--- START PAGE TEXT ---

COSC 426 F24 Lab 8
COSC 426 F24 Lab 8
Introduction
In this homework you will build on Lab 8 to build a small news search engine. In this lab you will build and evaluate a model for token classification. By completing this homework, you will demonstrate that you are able to use a token classification model for a real world application.
Provided files
HW3.py
news_data
What to submit
HW3.py
- evaluate config file
Part 0: Setting Up
Pull the most recent version of NLPScholar
using git pull
.
Part 1: Our Goal (across the lab and the homework)
Our broad goal across the homework and the lab is to build a prototype news search engine. As a motivating example, consider the following text:
while eating an apple, the founder of apple thought of a logo in san francisco
We’d like to be able to label this text with labels, like that the second apple and not the first apple is an organization and that san francisco is a location. That way, people can search for apple and return only those articles about the corporation and not the food, for example.
In the lab, you built a model which tags data with labels. In the homework, you
will use this model on news data (contained in news_data
) to build a news
search engine.
HW3.py
includes functions with docstrings that will help scaffold your
approach. Please review these and follow up with your instructor prior to
continuing on if you don’t understand what is provided.
Part 2: Building a search engine
By the end of the homework, you should have a sample interface like:
Entity tag (PER|LOC|ORG|STOP): DATE
Tag not in database
Entity tag (PER|LOC|ORG|STOP): LOC
Search phrase: Syracuse
Four years ago, a jury convicted Robert Neulander, a prominent
doctor in central New York, of killing his wife in their
suburban home, seemingly ending a complicated case that had
riveted the Syracuse area. It was actually about to get more
complicated. On the day of the verdict, an alternate juror
contacted a lawyer for Mr. Neulander.
While this system didn't break any snow records in Syracuse, it brought
plenty of cold. Record low maximum for Nov. 12 was shattered by five
degrees, the new record of 27 was set on Tuesday and a new record low
was also set in Syracuse for this date as the mercury dipped to the
lower teens.

--- END PAGE TEXT ---

WHAT YOU WILL DO → Copy word for word the part of the lab page that begins at "In the lab, you" and stops after "what is provided.". Work only from the lab page above.

--- START DATASET ROWS ---

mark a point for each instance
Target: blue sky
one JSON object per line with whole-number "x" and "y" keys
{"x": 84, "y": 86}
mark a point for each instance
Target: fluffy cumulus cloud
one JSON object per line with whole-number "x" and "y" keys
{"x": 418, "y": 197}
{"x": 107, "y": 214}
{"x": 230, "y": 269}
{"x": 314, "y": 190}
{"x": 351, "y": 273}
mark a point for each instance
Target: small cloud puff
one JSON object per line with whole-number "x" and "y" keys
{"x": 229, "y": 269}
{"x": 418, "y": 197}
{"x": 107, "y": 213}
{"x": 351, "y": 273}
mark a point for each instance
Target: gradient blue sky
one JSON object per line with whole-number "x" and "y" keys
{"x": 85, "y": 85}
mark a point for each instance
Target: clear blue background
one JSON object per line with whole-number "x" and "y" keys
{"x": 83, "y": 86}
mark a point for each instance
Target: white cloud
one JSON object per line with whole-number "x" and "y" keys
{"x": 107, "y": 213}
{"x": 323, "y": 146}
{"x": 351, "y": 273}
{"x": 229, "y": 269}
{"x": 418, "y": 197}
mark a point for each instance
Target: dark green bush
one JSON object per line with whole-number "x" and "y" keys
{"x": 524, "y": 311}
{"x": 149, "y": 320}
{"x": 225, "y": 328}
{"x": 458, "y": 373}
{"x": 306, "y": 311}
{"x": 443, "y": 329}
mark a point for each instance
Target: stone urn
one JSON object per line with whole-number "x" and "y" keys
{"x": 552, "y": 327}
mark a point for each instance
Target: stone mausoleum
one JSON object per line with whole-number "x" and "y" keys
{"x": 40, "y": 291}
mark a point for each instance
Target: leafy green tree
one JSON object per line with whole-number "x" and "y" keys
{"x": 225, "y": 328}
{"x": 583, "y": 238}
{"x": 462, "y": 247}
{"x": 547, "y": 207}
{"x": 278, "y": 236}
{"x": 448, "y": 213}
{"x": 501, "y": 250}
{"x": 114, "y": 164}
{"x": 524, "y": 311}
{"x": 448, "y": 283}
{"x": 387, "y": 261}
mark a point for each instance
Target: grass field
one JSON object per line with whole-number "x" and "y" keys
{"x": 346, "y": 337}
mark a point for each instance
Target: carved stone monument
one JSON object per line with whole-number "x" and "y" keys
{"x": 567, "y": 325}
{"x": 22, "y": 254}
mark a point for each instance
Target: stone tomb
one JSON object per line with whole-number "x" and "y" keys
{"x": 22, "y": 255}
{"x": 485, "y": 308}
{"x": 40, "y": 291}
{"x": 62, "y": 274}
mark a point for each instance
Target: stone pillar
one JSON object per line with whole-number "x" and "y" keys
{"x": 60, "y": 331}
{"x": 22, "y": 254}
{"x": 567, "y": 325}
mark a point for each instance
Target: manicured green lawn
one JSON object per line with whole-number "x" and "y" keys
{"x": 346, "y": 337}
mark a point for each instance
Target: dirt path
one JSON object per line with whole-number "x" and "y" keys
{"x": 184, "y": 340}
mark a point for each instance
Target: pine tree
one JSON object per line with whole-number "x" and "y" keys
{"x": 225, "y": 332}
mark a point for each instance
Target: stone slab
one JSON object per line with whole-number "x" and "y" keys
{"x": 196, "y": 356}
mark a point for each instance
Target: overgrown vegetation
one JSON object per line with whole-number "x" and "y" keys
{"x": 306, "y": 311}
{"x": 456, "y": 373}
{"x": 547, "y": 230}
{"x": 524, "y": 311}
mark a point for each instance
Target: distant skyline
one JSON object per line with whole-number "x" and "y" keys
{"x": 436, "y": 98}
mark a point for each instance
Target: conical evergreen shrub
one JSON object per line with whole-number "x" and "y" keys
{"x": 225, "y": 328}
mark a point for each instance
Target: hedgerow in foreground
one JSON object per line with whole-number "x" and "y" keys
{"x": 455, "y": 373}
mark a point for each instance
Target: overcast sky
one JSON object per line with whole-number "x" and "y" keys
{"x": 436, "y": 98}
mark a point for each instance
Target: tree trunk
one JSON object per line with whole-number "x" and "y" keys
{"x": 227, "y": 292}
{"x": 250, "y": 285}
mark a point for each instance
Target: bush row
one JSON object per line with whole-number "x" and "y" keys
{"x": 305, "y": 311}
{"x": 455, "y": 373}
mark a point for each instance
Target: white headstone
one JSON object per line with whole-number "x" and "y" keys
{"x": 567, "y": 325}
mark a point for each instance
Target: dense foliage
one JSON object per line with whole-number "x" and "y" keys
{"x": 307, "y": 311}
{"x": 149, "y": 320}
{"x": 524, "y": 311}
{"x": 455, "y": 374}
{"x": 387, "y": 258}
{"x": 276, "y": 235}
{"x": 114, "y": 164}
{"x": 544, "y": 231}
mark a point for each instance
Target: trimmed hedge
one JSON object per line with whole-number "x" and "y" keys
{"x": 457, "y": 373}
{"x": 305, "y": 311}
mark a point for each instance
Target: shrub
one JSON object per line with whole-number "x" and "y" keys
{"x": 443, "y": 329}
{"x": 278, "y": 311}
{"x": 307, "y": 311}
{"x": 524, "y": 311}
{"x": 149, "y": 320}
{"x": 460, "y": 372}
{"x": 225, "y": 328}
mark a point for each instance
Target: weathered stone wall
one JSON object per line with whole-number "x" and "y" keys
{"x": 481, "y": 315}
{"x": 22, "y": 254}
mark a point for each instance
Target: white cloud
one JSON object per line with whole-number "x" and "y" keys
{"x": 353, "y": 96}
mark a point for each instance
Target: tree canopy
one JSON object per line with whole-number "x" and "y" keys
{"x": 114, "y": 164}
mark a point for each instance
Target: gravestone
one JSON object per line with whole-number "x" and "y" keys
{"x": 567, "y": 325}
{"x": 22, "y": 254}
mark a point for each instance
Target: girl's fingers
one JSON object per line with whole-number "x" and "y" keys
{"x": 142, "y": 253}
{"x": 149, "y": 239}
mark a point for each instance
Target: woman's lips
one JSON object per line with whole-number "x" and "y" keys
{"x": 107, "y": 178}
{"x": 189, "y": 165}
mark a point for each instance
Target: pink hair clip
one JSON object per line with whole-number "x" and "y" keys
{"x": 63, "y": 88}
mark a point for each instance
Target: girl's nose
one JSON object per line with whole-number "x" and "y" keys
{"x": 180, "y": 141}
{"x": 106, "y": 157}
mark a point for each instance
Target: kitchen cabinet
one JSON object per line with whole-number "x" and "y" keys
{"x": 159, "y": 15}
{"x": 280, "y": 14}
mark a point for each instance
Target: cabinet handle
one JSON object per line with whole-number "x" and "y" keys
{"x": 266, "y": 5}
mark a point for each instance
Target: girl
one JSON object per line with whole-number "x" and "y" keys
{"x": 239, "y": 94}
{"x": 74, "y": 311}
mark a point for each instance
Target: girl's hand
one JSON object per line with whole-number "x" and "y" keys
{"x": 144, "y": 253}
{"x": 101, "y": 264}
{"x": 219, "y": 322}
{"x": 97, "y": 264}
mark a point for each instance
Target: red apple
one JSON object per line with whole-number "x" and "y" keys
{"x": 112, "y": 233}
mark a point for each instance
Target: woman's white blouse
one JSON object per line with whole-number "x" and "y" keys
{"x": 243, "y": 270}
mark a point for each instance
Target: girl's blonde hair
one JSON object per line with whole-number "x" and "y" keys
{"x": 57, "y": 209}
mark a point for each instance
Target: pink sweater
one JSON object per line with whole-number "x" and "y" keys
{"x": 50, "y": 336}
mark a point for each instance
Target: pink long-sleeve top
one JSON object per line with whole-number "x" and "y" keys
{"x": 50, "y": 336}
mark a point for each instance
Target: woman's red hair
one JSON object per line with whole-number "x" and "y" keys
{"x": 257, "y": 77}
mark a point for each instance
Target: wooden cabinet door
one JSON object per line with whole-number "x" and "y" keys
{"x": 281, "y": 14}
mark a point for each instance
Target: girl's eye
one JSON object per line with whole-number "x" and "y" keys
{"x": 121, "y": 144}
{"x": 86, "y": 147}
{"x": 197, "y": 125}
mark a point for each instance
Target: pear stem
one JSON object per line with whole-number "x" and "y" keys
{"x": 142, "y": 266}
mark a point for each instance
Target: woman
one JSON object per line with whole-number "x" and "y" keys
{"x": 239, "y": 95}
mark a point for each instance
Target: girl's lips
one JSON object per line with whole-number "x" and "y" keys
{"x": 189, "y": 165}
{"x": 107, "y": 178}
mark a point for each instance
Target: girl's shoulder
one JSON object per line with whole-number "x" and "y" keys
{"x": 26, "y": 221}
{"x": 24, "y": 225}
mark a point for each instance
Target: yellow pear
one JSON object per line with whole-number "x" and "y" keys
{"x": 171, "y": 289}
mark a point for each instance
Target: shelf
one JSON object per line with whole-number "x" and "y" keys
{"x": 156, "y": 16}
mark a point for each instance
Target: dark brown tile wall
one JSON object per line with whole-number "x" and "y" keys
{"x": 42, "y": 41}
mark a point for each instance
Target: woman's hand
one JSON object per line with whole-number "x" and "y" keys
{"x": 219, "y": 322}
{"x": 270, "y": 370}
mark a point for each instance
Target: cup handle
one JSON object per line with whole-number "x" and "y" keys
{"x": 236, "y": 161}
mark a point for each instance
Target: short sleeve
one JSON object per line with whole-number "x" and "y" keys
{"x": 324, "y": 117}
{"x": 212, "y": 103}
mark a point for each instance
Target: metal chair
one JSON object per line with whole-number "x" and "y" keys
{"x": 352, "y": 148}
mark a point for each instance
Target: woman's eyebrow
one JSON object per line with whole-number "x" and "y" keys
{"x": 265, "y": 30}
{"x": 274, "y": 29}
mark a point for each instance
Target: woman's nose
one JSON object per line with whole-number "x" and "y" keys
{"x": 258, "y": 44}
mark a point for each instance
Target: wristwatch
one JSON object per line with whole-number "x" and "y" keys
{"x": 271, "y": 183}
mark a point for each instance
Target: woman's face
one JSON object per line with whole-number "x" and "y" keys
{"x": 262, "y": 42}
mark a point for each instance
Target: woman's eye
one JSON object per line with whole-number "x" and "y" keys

--- END DATASET ROWS ---

TASK OUTPUT →
In the lab, you built a model which tags data with labels. In the homework, you
will use this model on news data (contained in news_data
) to build a news
search engine.
HW3.py
includes functions with docstrings that will help scaffold your
approach. Please review these and follow up with your instructor prior to
continuing on if you don’t understand what is provided.